[Coordinate annotation rows]
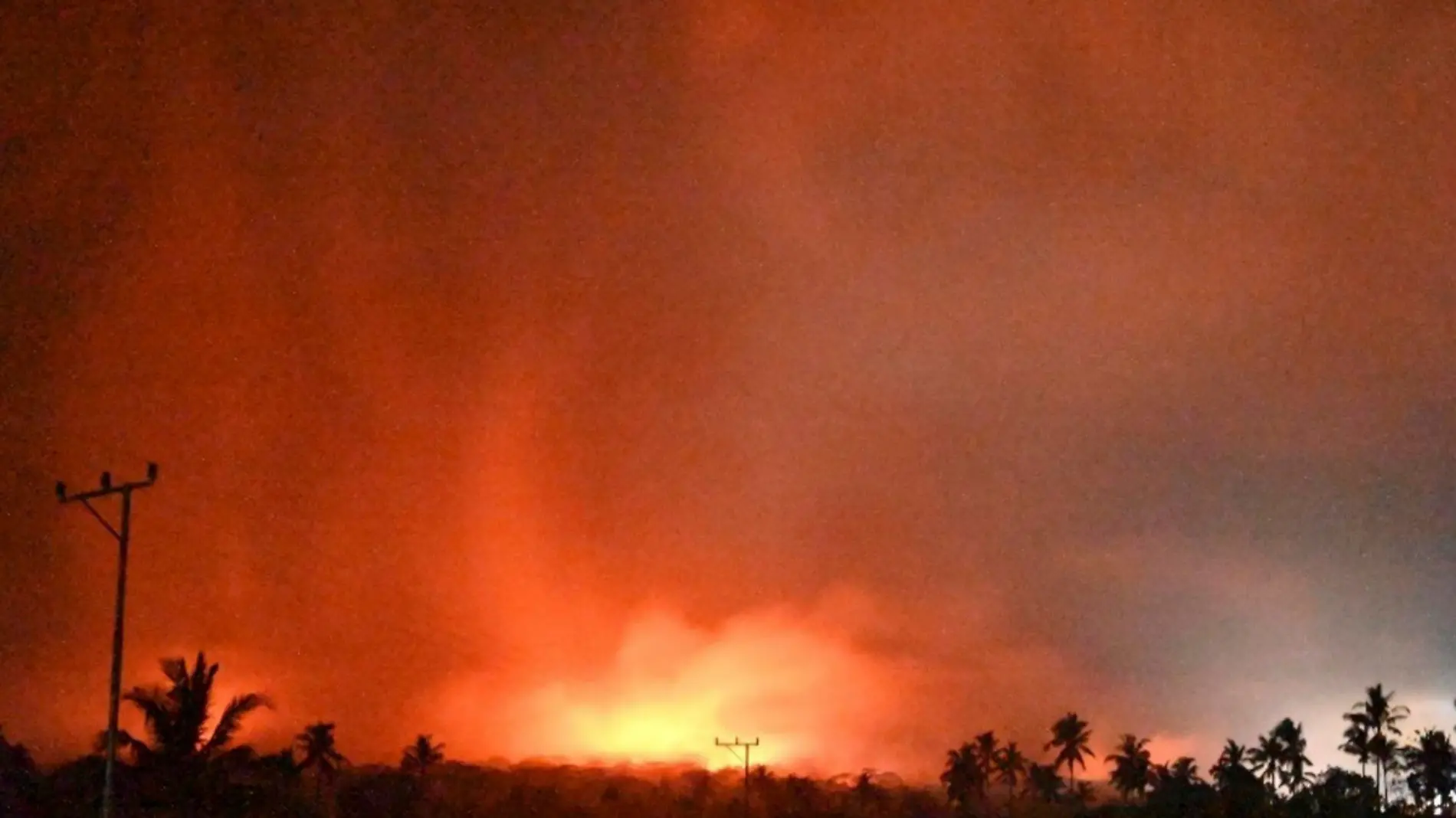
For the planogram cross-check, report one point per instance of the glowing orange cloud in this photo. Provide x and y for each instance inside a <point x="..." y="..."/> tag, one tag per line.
<point x="674" y="687"/>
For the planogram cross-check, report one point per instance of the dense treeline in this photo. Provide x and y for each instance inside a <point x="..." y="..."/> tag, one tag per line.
<point x="189" y="766"/>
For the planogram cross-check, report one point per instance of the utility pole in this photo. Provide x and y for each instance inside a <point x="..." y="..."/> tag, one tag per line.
<point x="123" y="540"/>
<point x="747" y="747"/>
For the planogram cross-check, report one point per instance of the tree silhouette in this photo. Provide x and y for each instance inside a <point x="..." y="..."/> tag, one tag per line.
<point x="1382" y="716"/>
<point x="1011" y="767"/>
<point x="1069" y="738"/>
<point x="1132" y="766"/>
<point x="1044" y="784"/>
<point x="320" y="754"/>
<point x="176" y="716"/>
<point x="1231" y="761"/>
<point x="1431" y="764"/>
<point x="1266" y="760"/>
<point x="422" y="754"/>
<point x="1292" y="761"/>
<point x="962" y="777"/>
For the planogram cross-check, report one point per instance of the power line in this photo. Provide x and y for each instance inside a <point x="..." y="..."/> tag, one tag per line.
<point x="747" y="747"/>
<point x="123" y="538"/>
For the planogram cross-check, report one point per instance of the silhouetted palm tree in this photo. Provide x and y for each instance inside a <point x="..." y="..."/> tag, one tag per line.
<point x="962" y="779"/>
<point x="1266" y="760"/>
<point x="176" y="716"/>
<point x="1292" y="761"/>
<point x="1379" y="712"/>
<point x="320" y="753"/>
<point x="422" y="754"/>
<point x="1431" y="764"/>
<point x="1044" y="782"/>
<point x="1229" y="763"/>
<point x="1011" y="767"/>
<point x="1071" y="737"/>
<point x="1132" y="766"/>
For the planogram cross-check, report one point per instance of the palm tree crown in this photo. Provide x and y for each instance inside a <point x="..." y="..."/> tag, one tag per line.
<point x="1071" y="737"/>
<point x="422" y="754"/>
<point x="1132" y="766"/>
<point x="178" y="715"/>
<point x="320" y="748"/>
<point x="1011" y="766"/>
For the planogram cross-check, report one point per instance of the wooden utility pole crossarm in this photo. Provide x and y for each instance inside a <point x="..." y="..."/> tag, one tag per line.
<point x="123" y="536"/>
<point x="747" y="747"/>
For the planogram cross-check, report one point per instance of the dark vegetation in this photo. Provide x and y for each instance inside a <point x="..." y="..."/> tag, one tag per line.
<point x="189" y="766"/>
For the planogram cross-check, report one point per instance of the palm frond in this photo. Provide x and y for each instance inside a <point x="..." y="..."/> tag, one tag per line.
<point x="232" y="719"/>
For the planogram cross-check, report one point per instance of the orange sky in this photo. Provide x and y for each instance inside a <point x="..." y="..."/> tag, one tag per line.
<point x="857" y="379"/>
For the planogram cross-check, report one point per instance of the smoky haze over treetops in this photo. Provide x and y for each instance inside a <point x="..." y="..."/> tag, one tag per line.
<point x="897" y="373"/>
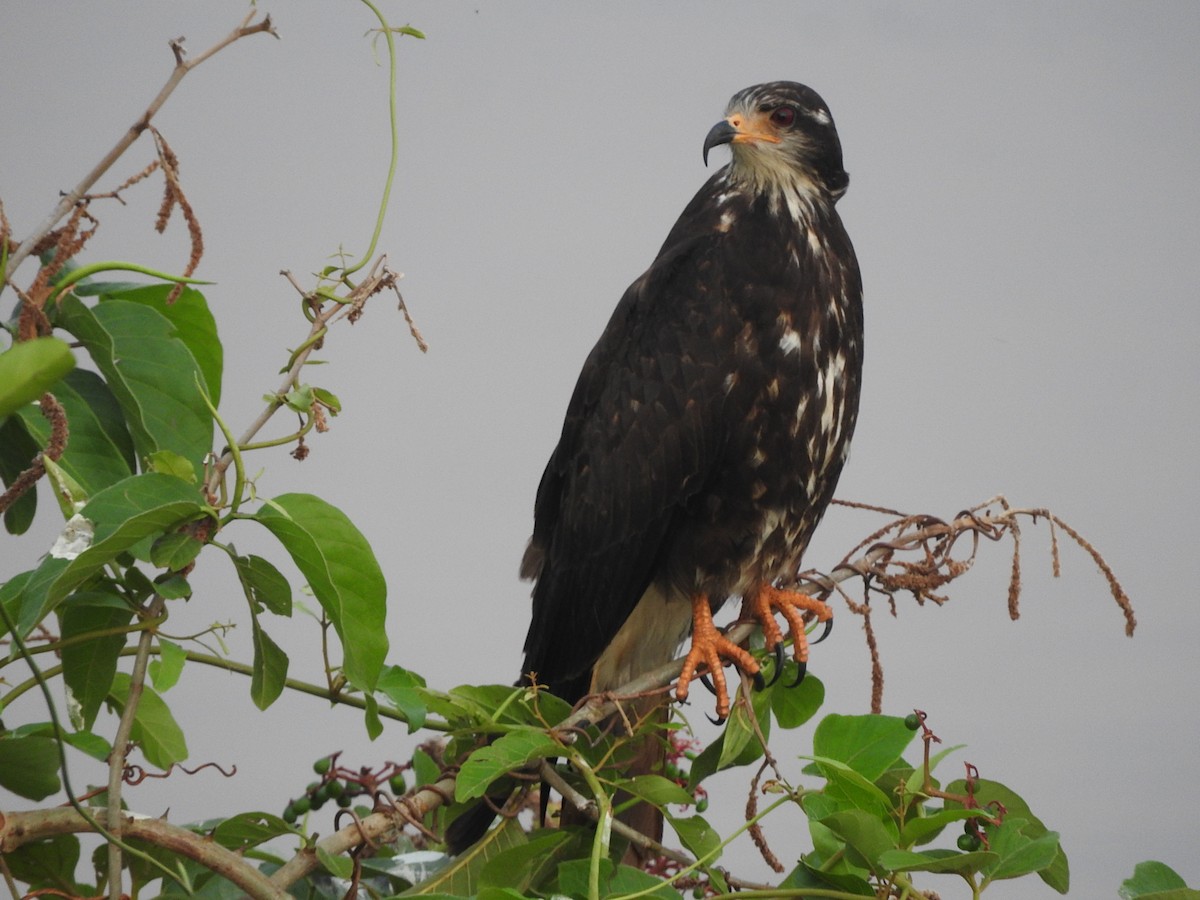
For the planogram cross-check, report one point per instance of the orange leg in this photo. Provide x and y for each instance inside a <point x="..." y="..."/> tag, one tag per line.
<point x="708" y="647"/>
<point x="768" y="599"/>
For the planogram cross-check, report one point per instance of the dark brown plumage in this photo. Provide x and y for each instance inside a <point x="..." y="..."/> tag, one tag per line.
<point x="711" y="421"/>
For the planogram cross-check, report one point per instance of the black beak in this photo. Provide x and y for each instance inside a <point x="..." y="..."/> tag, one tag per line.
<point x="720" y="133"/>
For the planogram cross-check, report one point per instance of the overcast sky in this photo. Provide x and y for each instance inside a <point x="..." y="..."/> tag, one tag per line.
<point x="1024" y="202"/>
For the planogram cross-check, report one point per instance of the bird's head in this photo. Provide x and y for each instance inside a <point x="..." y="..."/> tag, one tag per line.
<point x="783" y="139"/>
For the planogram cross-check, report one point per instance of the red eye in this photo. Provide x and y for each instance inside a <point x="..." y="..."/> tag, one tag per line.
<point x="784" y="117"/>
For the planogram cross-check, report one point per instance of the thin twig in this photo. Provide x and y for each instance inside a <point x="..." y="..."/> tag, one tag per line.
<point x="183" y="66"/>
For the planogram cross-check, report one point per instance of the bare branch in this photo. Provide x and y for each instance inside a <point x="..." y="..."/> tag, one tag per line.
<point x="183" y="66"/>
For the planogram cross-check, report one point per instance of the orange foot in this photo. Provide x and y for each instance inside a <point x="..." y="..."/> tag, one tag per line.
<point x="762" y="607"/>
<point x="711" y="647"/>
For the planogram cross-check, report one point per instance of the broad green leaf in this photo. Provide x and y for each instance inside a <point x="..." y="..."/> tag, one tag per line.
<point x="460" y="877"/>
<point x="47" y="865"/>
<point x="121" y="515"/>
<point x="697" y="837"/>
<point x="193" y="324"/>
<point x="29" y="766"/>
<point x="166" y="670"/>
<point x="100" y="451"/>
<point x="264" y="586"/>
<point x="89" y="666"/>
<point x="741" y="744"/>
<point x="17" y="451"/>
<point x="851" y="790"/>
<point x="168" y="462"/>
<point x="936" y="861"/>
<point x="342" y="573"/>
<point x="528" y="864"/>
<point x="507" y="753"/>
<point x="869" y="744"/>
<point x="923" y="828"/>
<point x="337" y="865"/>
<point x="658" y="790"/>
<point x="154" y="727"/>
<point x="795" y="706"/>
<point x="1018" y="853"/>
<point x="249" y="829"/>
<point x="175" y="551"/>
<point x="1156" y="880"/>
<point x="270" y="669"/>
<point x="30" y="369"/>
<point x="150" y="371"/>
<point x="401" y="687"/>
<point x="1057" y="874"/>
<point x="864" y="834"/>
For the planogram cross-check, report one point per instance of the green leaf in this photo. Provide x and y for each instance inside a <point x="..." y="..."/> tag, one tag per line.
<point x="175" y="551"/>
<point x="29" y="766"/>
<point x="154" y="727"/>
<point x="17" y="451"/>
<point x="658" y="790"/>
<point x="936" y="861"/>
<point x="507" y="753"/>
<point x="795" y="706"/>
<point x="270" y="669"/>
<point x="343" y="574"/>
<point x="249" y="829"/>
<point x="30" y="369"/>
<point x="89" y="666"/>
<point x="460" y="877"/>
<point x="168" y="462"/>
<point x="528" y="864"/>
<point x="697" y="837"/>
<point x="1057" y="874"/>
<point x="47" y="865"/>
<point x="337" y="865"/>
<point x="166" y="670"/>
<point x="924" y="828"/>
<point x="193" y="324"/>
<point x="150" y="371"/>
<point x="850" y="790"/>
<point x="263" y="585"/>
<point x="401" y="687"/>
<point x="864" y="834"/>
<point x="1018" y="853"/>
<point x="741" y="744"/>
<point x="1156" y="880"/>
<point x="120" y="516"/>
<point x="869" y="744"/>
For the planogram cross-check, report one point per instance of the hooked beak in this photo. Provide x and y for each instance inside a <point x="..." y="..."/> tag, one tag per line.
<point x="720" y="133"/>
<point x="736" y="130"/>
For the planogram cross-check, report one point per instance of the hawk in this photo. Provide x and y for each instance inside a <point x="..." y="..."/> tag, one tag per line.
<point x="709" y="424"/>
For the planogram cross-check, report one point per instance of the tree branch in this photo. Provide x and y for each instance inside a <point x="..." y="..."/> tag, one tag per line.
<point x="27" y="826"/>
<point x="183" y="66"/>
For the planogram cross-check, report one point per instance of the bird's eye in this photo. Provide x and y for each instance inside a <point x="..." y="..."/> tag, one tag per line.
<point x="784" y="117"/>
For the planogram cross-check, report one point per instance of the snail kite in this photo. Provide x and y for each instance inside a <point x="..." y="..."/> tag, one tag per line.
<point x="711" y="421"/>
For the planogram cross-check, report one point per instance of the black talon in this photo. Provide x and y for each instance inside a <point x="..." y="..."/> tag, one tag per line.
<point x="779" y="665"/>
<point x="802" y="670"/>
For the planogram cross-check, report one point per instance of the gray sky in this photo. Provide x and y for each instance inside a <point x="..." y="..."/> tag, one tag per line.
<point x="1024" y="205"/>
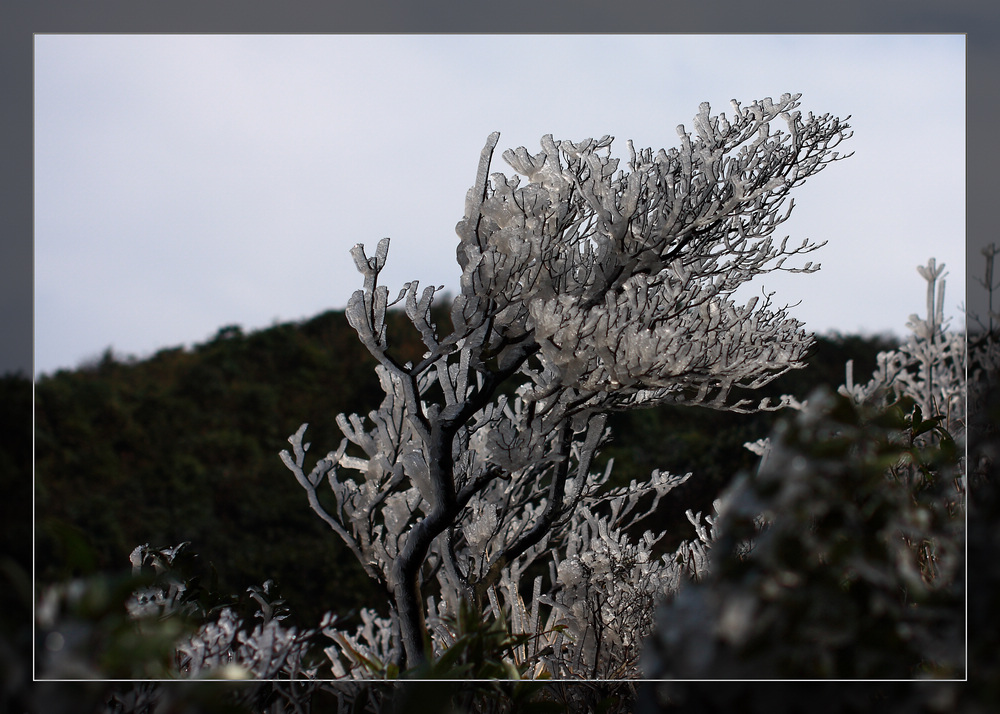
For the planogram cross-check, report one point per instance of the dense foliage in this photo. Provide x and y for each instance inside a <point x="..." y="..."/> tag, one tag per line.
<point x="109" y="473"/>
<point x="838" y="553"/>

* **Set problem**
Quote everything from the line containing "the dense foliage" down to the end of the rows, both ends included.

* **Solution to the exercise**
For the planogram cross-check, report one point per instance of the dense foliage in this photo. Provide x and y for each instance inside a <point x="..." y="..."/> tag, one tag per line.
<point x="109" y="473"/>
<point x="838" y="553"/>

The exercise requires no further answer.